:: What is required ::
In the entries below, render the lines from the one containing "segment: <item>snow-covered conifer</item>" through the one containing "349 236 L 347", both included, as a JSON list of strings with one string per line and blank lines left out.

:: Extracted material ::
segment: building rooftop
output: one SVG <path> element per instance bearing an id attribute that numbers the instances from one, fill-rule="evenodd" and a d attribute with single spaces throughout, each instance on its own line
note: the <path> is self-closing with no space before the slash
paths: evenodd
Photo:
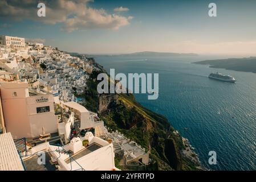
<path id="1" fill-rule="evenodd" d="M 91 144 L 88 147 L 86 148 L 83 149 L 80 152 L 75 154 L 74 155 L 72 155 L 72 158 L 68 159 L 66 162 L 67 164 L 69 164 L 70 162 L 72 162 L 74 160 L 77 160 L 78 159 L 81 158 L 82 157 L 95 151 L 96 150 L 102 147 L 102 146 L 96 143 L 94 143 Z"/>
<path id="2" fill-rule="evenodd" d="M 63 104 L 68 107 L 73 108 L 75 110 L 77 110 L 79 111 L 80 113 L 88 112 L 88 110 L 86 109 L 86 107 L 73 101 L 64 102 Z"/>
<path id="3" fill-rule="evenodd" d="M 50 162 L 51 156 L 48 152 L 45 152 L 45 164 L 38 164 L 39 156 L 34 155 L 23 160 L 26 171 L 56 171 L 55 165 Z"/>
<path id="4" fill-rule="evenodd" d="M 10 133 L 0 135 L 0 171 L 24 171 Z"/>

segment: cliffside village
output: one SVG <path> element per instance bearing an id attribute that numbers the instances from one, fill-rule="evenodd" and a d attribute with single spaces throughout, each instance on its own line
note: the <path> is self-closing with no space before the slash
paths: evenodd
<path id="1" fill-rule="evenodd" d="M 97 69 L 93 58 L 0 36 L 0 171 L 120 170 L 115 157 L 125 168 L 151 163 L 75 96 Z"/>

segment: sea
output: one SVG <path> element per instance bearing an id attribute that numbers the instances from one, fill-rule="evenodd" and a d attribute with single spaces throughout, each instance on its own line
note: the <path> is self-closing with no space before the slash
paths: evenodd
<path id="1" fill-rule="evenodd" d="M 136 98 L 166 117 L 189 139 L 205 168 L 256 170 L 256 74 L 192 63 L 229 57 L 131 55 L 95 59 L 108 72 L 114 68 L 116 74 L 159 73 L 159 98 L 149 100 L 147 94 L 136 94 Z M 225 83 L 208 77 L 217 72 L 237 81 Z M 216 152 L 216 164 L 209 162 L 210 151 Z"/>

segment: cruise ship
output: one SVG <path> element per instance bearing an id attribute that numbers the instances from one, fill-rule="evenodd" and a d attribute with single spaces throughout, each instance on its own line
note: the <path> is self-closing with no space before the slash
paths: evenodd
<path id="1" fill-rule="evenodd" d="M 220 80 L 224 82 L 229 82 L 234 83 L 237 80 L 232 76 L 229 75 L 224 75 L 217 72 L 216 73 L 212 73 L 209 76 L 210 78 Z"/>

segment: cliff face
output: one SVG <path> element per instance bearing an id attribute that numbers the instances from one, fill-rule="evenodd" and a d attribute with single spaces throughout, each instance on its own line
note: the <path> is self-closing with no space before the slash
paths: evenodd
<path id="1" fill-rule="evenodd" d="M 119 130 L 150 152 L 158 169 L 181 170 L 187 165 L 180 151 L 184 146 L 180 136 L 164 116 L 138 103 L 131 94 L 99 94 L 96 91 L 99 72 L 93 72 L 85 93 L 87 105 L 98 110 L 100 118 L 109 130 Z M 96 101 L 95 100 L 97 100 Z M 189 164 L 189 168 L 194 169 Z"/>

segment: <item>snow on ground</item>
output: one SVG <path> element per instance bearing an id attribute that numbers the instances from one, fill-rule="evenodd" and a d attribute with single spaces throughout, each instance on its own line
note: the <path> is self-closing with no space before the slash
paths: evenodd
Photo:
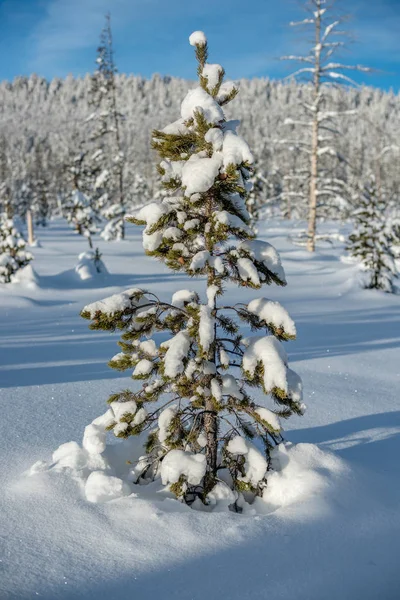
<path id="1" fill-rule="evenodd" d="M 86 281 L 74 271 L 86 241 L 59 221 L 40 230 L 36 281 L 0 288 L 2 600 L 399 597 L 400 297 L 359 289 L 340 242 L 311 257 L 288 240 L 292 227 L 261 228 L 288 280 L 263 291 L 296 321 L 285 348 L 308 411 L 283 423 L 293 460 L 253 515 L 193 511 L 151 488 L 93 504 L 65 471 L 22 475 L 60 444 L 80 444 L 128 383 L 106 365 L 117 336 L 89 331 L 80 309 L 128 287 L 202 293 L 201 281 L 144 257 L 137 228 L 99 243 L 109 273 Z"/>

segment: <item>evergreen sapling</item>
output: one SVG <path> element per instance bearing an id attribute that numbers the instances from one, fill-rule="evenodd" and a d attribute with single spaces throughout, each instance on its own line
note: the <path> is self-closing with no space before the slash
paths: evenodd
<path id="1" fill-rule="evenodd" d="M 25 246 L 12 217 L 6 213 L 0 215 L 0 283 L 10 283 L 17 271 L 32 260 L 33 256 Z"/>
<path id="2" fill-rule="evenodd" d="M 267 298 L 222 302 L 228 282 L 257 290 L 286 280 L 275 248 L 255 240 L 248 226 L 253 156 L 238 122 L 223 111 L 238 88 L 207 62 L 204 33 L 189 40 L 199 85 L 184 98 L 181 117 L 153 132 L 168 195 L 128 220 L 145 226 L 146 254 L 206 278 L 206 301 L 186 289 L 169 302 L 130 289 L 83 309 L 91 329 L 122 332 L 121 352 L 109 366 L 133 368 L 132 378 L 142 382 L 109 398 L 109 410 L 86 428 L 84 447 L 103 452 L 105 430 L 142 435 L 135 483 L 161 478 L 188 504 L 223 500 L 240 511 L 267 485 L 271 452 L 282 441 L 280 419 L 304 410 L 301 380 L 282 344 L 296 329 Z M 243 336 L 240 323 L 258 335 Z M 168 339 L 158 344 L 160 332 Z"/>
<path id="3" fill-rule="evenodd" d="M 392 293 L 397 268 L 392 247 L 396 243 L 396 220 L 387 219 L 385 204 L 379 199 L 375 177 L 370 176 L 353 213 L 355 228 L 347 250 L 365 270 L 364 285 Z"/>

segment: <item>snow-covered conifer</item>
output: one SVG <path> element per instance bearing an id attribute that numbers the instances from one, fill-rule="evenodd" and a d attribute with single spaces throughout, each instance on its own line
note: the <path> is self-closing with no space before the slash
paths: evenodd
<path id="1" fill-rule="evenodd" d="M 349 236 L 347 250 L 365 269 L 365 287 L 393 292 L 397 277 L 392 251 L 397 240 L 396 221 L 387 218 L 373 175 L 360 194 L 353 219 L 354 231 Z"/>
<path id="2" fill-rule="evenodd" d="M 275 248 L 255 240 L 248 226 L 254 159 L 223 108 L 238 88 L 207 62 L 202 32 L 190 43 L 199 85 L 185 96 L 178 120 L 153 132 L 169 195 L 128 220 L 145 225 L 148 255 L 207 284 L 202 298 L 184 289 L 165 301 L 135 288 L 83 309 L 92 329 L 123 331 L 122 351 L 109 365 L 133 369 L 142 382 L 109 398 L 109 410 L 86 428 L 84 446 L 102 452 L 104 429 L 120 438 L 146 434 L 134 481 L 161 477 L 188 503 L 224 495 L 240 510 L 242 492 L 263 493 L 270 451 L 282 439 L 280 419 L 303 412 L 301 380 L 282 343 L 296 329 L 268 298 L 222 301 L 227 283 L 258 290 L 286 281 Z M 244 336 L 240 323 L 256 334 Z M 162 343 L 158 332 L 168 334 Z"/>
<path id="3" fill-rule="evenodd" d="M 107 199 L 103 216 L 109 221 L 104 239 L 123 239 L 125 236 L 124 216 L 124 164 L 121 144 L 122 115 L 117 106 L 117 68 L 114 61 L 111 17 L 106 15 L 106 24 L 101 32 L 97 49 L 97 69 L 91 77 L 90 105 L 95 111 L 87 119 L 92 125 L 91 140 L 97 149 L 92 156 L 94 189 Z"/>
<path id="4" fill-rule="evenodd" d="M 10 283 L 13 275 L 33 258 L 11 216 L 0 215 L 0 283 Z"/>

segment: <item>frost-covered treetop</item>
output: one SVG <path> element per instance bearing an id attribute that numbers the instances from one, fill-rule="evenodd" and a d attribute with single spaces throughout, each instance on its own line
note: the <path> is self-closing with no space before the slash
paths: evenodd
<path id="1" fill-rule="evenodd" d="M 193 31 L 189 36 L 189 43 L 191 46 L 204 46 L 207 44 L 207 38 L 203 31 Z"/>
<path id="2" fill-rule="evenodd" d="M 202 32 L 194 32 L 189 41 L 196 49 L 199 84 L 183 99 L 180 118 L 153 132 L 169 195 L 128 220 L 146 226 L 146 253 L 175 270 L 207 274 L 212 267 L 217 280 L 229 278 L 254 288 L 271 281 L 284 285 L 276 251 L 266 242 L 253 242 L 248 226 L 245 201 L 254 157 L 237 131 L 239 121 L 227 120 L 223 110 L 238 87 L 224 81 L 220 65 L 207 62 Z M 232 238 L 239 243 L 228 245 Z"/>

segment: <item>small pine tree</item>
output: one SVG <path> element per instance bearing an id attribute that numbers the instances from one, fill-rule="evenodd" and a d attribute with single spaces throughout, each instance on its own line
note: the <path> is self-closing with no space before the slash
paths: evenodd
<path id="1" fill-rule="evenodd" d="M 0 215 L 0 283 L 10 283 L 13 275 L 32 260 L 25 246 L 13 218 L 7 213 Z"/>
<path id="2" fill-rule="evenodd" d="M 378 197 L 374 176 L 370 176 L 364 186 L 353 218 L 355 228 L 346 249 L 365 268 L 365 287 L 392 293 L 393 280 L 397 277 L 392 245 L 397 234 L 395 221 L 386 218 L 385 205 Z"/>
<path id="3" fill-rule="evenodd" d="M 237 121 L 223 112 L 238 88 L 224 82 L 220 65 L 207 63 L 204 34 L 189 39 L 200 85 L 183 100 L 181 118 L 153 132 L 169 194 L 128 220 L 146 226 L 146 254 L 207 279 L 206 301 L 188 290 L 165 302 L 131 289 L 84 308 L 91 329 L 123 332 L 122 352 L 109 366 L 133 367 L 133 379 L 143 383 L 113 394 L 87 437 L 89 443 L 101 427 L 120 438 L 147 434 L 135 481 L 161 476 L 189 504 L 223 496 L 240 510 L 243 492 L 254 498 L 266 486 L 271 450 L 282 439 L 279 417 L 303 412 L 301 380 L 282 345 L 296 330 L 286 310 L 267 298 L 219 302 L 228 282 L 259 289 L 286 281 L 276 250 L 255 240 L 248 226 L 253 156 Z M 239 322 L 259 335 L 244 336 Z M 159 345 L 158 332 L 169 336 Z M 257 397 L 258 389 L 265 396 Z M 267 408 L 267 397 L 275 407 Z"/>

:: Complete response ::
[
  "segment: <item>snow-covered conifer</item>",
  "output: one SVG <path> element per instance bearing an id attribute that numbers the instances from one, fill-rule=\"evenodd\" and a d attribute with single spaces throughout, each instance on its own line",
  "note: the <path> is self-closing with no space before the slash",
  "paths: evenodd",
  "<path id=\"1\" fill-rule=\"evenodd\" d=\"M 349 236 L 347 250 L 365 269 L 365 287 L 393 292 L 397 277 L 392 251 L 397 240 L 396 221 L 387 218 L 373 175 L 360 194 L 353 219 L 354 231 Z\"/>"
]